* УСЛОВИЕ ЗАДАНИЯ:
Процитируйте, пожалуйста, без изменений фрагмент исследуемого текста, который начинается со слов «Бишон среди негров» и заканчивается словами «родителей и младенца.».

**** ИССЛЕДУЕМЫЙ ТЕКСТ

Поскольку паводок грозил и Парижу, он мог даже облечься в мифологию сорок восьмого года: парижане стали строить «баррикады» 1 , уличными булыжниками обороняя свой город от враждебной реки. Такой легендарный способ сопротивления обладает немалым обаянием, опираясь на поддержку таких образов, как волнолом, оборонительный вал или же песчаная крепость, которую сооружают дети на пляже, стараясь успеть до наступления прилива. Это дело — более благородное, чем откачивать воду из подвалов, — последнее не давало прессе никаких эффектов, ибо консьержки не могли понять, зачем выбирать из подвалов воду, спуская ее обратно в разлившуюся реку. Лучше уж было разрабатывать миф о военной мобилизации: армия приходит на помощь, на надувных моторных лодках вывозит «детей, стариков и больных», разыгрываются библейские сцены с перегоном скота в безопасное место — точь-в-точь как Ной торопливо нагружал ковчег. Ибо миф о ковчеге — блаженный миф: в ковчеге человечество отделяет себя от стихии, в нем оно сплачивается и вырабатывает необходимое сознание своих способностей, из самой беды добывая уверенность в том, что мир можно переустроить по своей воле.

Бишон среди негров *

«Матч» поведал нам историю, ярко иллюстрирующую собой мелкобуржуазный миф о Негре: молодые супруги-преподаватели путешествуют по стране каннибалов, занимаясь живописью; с собой они взяли Бишона — сынишку нескольких месяцев от роду. Журнал бурно восторгается мужеством родителей и младенца.

Прежде всего, ничто так не раздражает, как беспредметный героизм. Когда общество начинает разрабатывать вхолостую одни лишь формы своих доблестей, это говорит о его тяжелом состоянии. Если маленькому Бишону действительно грозили опасности (горные потоки, хищные звери, болезни и т. д.), то было просто глупостью подвергать его им ради каких-то там пейзажных зарисовок, ради сомнительного удальства запечатлеть на холсте «буйство солнечного света» в Африке; и уж тем более нехорошо расписывать такую глупость как впечатляющее и трогательное проявление отваги. Мы видим, какую функцию получает здесь смелость, — это пустой, чисто формальный акт, тем

более похвальный, чем менее он оправдан; наше общество — это общество скаутов, чей кодекс чувств и ценностей совершенно оторван от конкретных проблем солидарности или же прогресса. Перед нами здесь старый миф о «выработке характера», о «самодрессировке». Подвиги Бишона — из того же разряда, что и альпинистские восхождения: эти демонстрации нравственной силы обретают свою конечную ценность лишь постольку, поскольку получают огласку. Коллективно-социализированным формам спорта обычно соответствует у нас сверхценный образ спортсмена-звезды; физические тяготы связываются здесь не с ученичеством человека внутри своей группы, а с особой тщеславной моралью, с экзотикой выносливости и своеобразной мистикой приключений, противоестественно отрезанных от всяких забот общественного быта.

********
**** РАЗДЕЛ ДАННЫХ

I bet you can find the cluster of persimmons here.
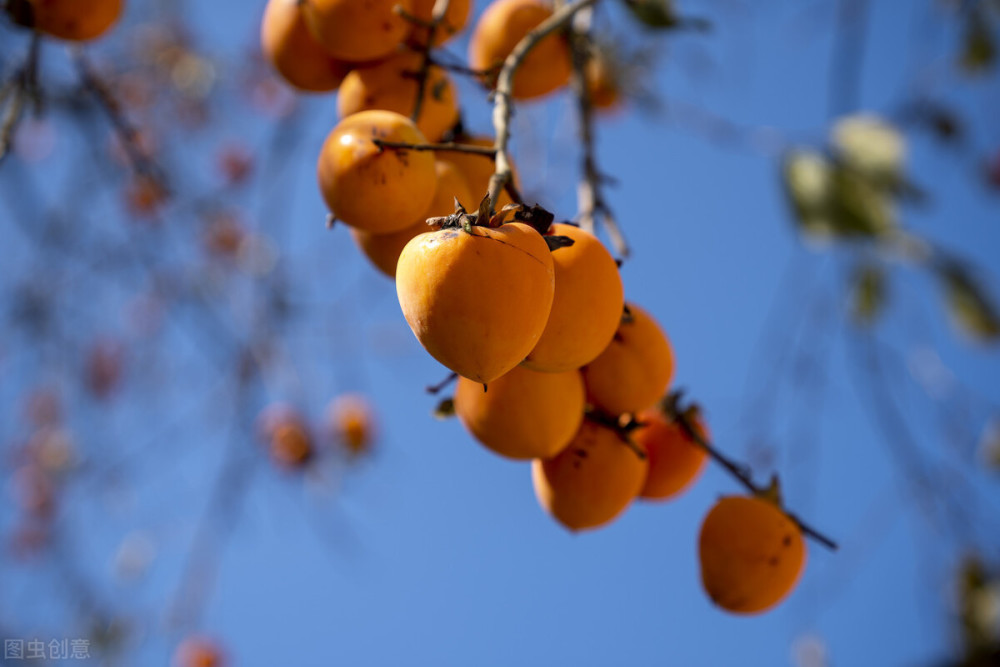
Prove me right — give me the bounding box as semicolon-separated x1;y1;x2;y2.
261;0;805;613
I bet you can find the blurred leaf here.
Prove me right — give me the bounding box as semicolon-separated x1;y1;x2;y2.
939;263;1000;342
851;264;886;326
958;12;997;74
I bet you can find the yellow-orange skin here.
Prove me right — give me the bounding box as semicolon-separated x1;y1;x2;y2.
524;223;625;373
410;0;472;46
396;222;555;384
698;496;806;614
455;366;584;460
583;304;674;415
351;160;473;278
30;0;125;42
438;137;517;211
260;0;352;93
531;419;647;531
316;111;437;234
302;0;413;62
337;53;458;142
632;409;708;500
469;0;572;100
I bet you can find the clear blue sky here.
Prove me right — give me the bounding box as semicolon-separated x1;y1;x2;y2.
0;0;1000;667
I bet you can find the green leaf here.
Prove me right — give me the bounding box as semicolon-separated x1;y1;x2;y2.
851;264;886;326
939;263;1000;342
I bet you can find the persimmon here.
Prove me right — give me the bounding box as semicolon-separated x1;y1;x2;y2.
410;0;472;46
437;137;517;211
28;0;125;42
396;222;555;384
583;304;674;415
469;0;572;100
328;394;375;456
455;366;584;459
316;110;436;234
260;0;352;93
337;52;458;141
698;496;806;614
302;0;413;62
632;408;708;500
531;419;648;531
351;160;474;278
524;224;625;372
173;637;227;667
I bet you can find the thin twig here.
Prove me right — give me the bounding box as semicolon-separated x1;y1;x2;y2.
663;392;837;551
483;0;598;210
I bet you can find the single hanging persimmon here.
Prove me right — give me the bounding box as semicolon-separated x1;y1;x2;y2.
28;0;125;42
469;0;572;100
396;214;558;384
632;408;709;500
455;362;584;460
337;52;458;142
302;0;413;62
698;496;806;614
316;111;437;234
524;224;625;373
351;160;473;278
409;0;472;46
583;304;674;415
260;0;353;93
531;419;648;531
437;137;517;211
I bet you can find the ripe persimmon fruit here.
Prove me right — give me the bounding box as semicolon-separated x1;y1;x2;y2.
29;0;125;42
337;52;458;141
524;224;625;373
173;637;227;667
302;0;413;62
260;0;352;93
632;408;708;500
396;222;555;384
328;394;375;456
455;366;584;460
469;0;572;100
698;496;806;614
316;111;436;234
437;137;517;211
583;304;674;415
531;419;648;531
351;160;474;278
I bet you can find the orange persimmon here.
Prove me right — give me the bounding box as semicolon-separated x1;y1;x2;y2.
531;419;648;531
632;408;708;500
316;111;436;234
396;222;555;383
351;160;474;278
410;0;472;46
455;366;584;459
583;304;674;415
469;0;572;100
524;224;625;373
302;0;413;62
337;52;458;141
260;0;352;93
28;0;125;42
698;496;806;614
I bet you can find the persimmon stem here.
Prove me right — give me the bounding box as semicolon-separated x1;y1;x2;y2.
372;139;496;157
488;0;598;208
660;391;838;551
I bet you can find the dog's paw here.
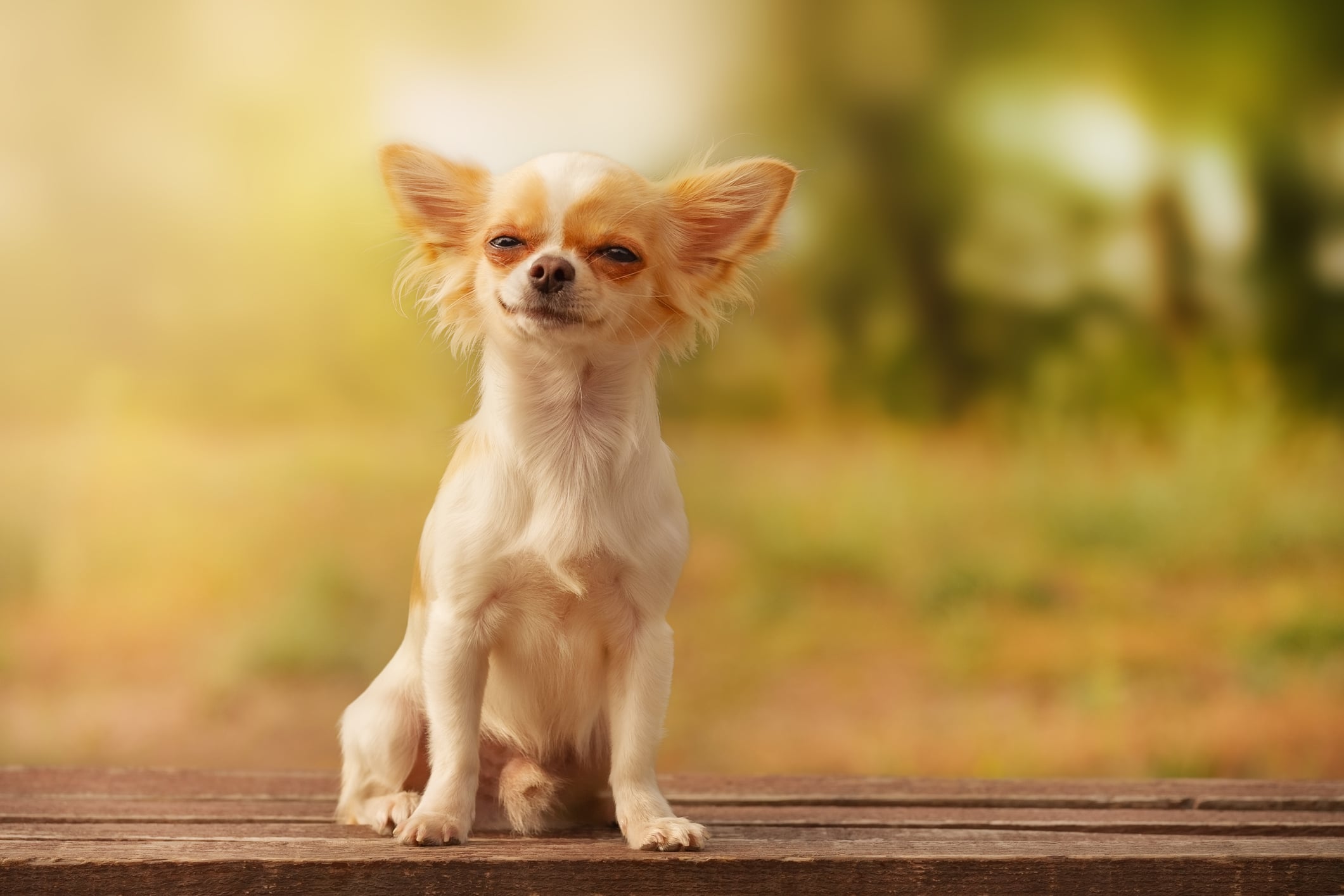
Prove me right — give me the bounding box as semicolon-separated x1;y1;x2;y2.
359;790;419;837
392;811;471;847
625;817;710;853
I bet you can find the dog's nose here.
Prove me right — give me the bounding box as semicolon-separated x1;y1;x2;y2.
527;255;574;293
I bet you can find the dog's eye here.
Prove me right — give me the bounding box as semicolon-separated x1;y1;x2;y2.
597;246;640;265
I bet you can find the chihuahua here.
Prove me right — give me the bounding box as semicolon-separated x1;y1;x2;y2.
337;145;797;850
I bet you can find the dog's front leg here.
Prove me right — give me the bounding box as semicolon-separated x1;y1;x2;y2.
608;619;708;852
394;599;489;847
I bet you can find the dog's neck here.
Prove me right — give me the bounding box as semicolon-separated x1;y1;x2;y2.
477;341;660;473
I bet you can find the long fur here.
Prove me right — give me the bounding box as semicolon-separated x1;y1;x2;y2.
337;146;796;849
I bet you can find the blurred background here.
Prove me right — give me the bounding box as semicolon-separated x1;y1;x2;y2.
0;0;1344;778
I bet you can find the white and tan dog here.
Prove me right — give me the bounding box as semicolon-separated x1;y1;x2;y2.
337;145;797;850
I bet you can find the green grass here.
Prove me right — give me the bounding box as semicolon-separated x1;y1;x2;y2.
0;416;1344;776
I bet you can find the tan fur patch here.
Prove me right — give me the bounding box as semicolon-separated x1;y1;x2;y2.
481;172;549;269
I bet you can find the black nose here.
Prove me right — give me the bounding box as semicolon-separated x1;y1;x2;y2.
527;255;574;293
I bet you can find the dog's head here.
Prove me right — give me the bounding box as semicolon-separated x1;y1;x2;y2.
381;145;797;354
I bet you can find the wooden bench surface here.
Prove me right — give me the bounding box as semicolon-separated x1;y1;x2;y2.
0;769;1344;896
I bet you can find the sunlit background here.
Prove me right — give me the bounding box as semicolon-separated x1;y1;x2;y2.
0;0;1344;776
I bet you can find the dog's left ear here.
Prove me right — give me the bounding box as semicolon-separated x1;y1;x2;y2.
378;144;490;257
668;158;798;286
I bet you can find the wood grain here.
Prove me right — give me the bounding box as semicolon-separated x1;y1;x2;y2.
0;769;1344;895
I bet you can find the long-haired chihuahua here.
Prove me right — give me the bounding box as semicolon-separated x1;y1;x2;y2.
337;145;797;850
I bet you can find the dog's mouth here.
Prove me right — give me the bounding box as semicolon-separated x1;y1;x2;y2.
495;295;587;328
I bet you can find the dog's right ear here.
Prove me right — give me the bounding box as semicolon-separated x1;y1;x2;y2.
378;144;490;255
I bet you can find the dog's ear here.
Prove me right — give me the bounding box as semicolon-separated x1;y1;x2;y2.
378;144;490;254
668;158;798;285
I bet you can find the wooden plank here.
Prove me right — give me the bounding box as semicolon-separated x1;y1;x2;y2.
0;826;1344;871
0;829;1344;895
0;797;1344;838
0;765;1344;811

********
**** РАЗДЕЛ ДАННЫХ

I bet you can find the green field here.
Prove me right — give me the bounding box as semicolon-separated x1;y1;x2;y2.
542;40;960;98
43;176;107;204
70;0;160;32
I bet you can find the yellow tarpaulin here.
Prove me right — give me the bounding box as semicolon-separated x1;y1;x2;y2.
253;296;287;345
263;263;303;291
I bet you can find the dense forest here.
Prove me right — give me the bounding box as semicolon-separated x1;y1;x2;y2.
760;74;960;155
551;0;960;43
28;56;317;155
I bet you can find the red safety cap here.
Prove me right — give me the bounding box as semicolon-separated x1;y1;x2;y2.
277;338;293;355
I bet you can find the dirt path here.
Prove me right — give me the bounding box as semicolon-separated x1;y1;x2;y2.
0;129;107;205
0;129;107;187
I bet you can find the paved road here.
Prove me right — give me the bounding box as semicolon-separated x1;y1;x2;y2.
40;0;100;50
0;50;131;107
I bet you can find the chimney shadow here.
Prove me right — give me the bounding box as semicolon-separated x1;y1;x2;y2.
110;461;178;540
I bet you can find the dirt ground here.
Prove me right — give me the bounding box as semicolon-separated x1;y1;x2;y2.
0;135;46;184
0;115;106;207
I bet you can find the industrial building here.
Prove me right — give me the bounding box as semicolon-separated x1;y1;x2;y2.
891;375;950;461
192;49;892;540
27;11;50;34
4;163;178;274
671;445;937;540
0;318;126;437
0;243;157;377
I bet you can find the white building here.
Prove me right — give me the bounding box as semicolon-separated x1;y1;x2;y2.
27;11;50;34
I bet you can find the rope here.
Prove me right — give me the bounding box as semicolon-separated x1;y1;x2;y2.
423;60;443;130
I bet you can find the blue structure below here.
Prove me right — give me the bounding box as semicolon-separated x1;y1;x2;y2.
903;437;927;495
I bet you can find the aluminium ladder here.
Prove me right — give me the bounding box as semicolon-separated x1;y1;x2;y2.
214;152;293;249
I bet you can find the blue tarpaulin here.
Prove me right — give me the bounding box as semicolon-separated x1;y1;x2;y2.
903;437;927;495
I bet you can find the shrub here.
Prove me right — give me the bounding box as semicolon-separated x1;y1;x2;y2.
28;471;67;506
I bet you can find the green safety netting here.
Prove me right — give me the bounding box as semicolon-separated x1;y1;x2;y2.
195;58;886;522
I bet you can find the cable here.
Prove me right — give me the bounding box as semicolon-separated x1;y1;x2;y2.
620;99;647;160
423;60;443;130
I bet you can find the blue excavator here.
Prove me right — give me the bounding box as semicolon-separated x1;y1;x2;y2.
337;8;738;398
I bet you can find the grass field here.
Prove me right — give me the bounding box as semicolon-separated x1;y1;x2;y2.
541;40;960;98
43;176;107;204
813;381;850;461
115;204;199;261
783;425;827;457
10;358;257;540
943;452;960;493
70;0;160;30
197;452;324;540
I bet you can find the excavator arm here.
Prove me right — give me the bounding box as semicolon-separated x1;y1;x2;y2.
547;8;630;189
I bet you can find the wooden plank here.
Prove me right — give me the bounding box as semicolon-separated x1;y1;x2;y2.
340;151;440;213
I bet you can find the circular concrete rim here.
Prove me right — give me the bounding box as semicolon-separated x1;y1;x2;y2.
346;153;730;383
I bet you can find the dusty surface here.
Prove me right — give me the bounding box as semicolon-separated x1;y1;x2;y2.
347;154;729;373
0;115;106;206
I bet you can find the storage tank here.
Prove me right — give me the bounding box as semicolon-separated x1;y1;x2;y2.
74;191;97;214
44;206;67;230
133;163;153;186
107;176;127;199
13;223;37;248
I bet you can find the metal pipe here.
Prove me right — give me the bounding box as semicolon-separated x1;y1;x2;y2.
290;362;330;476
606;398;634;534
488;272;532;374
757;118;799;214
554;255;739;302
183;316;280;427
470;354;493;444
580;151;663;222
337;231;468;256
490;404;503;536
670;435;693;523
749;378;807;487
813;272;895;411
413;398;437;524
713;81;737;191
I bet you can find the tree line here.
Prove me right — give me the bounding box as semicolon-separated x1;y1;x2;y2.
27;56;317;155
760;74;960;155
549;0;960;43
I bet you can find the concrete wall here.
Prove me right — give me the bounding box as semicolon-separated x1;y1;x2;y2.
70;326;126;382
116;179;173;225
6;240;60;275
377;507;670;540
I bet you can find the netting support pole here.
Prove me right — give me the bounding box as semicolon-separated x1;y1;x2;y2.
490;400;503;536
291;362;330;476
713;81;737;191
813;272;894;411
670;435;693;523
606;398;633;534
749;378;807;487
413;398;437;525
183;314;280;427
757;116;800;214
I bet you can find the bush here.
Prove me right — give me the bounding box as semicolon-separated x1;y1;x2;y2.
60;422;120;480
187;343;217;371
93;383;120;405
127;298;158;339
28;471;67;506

********
**** РАЗДЕЛ ДАННЫХ

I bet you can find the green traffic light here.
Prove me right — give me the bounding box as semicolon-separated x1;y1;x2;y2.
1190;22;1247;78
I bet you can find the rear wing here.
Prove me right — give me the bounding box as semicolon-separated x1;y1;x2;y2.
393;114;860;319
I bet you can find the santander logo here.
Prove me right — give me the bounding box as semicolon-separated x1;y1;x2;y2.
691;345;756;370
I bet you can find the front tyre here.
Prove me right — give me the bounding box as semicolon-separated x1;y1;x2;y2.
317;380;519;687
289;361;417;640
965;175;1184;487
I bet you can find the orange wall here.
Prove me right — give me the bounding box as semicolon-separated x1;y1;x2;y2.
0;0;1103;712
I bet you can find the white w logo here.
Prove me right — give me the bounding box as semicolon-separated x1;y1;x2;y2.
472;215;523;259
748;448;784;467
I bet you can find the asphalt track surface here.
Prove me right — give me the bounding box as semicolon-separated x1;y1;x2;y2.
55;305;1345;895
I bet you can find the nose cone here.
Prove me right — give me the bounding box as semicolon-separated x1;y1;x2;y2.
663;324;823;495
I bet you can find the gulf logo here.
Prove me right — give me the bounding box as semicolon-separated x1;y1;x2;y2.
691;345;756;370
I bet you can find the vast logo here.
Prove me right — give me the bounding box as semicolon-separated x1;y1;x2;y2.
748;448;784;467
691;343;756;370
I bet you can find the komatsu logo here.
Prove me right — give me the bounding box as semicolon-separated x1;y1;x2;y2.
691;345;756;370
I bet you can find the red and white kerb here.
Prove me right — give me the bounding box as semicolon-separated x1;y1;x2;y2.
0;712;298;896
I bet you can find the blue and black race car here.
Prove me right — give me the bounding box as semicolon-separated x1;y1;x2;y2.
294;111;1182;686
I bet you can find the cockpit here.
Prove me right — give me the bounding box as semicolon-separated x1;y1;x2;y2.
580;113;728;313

********

* ОТВЕТ НА ЗАДАНИЕ:
Бишон среди негров *

«Матч» поведал нам историю, ярко иллюстрирующую собой мелкобуржуазный миф о Негре: молодые супруги-преподаватели путешествуют по стране каннибалов, занимаясь живописью; с собой они взяли Бишона — сынишку нескольких месяцев от роду. Журнал бурно восторгается мужеством родителей и младенца.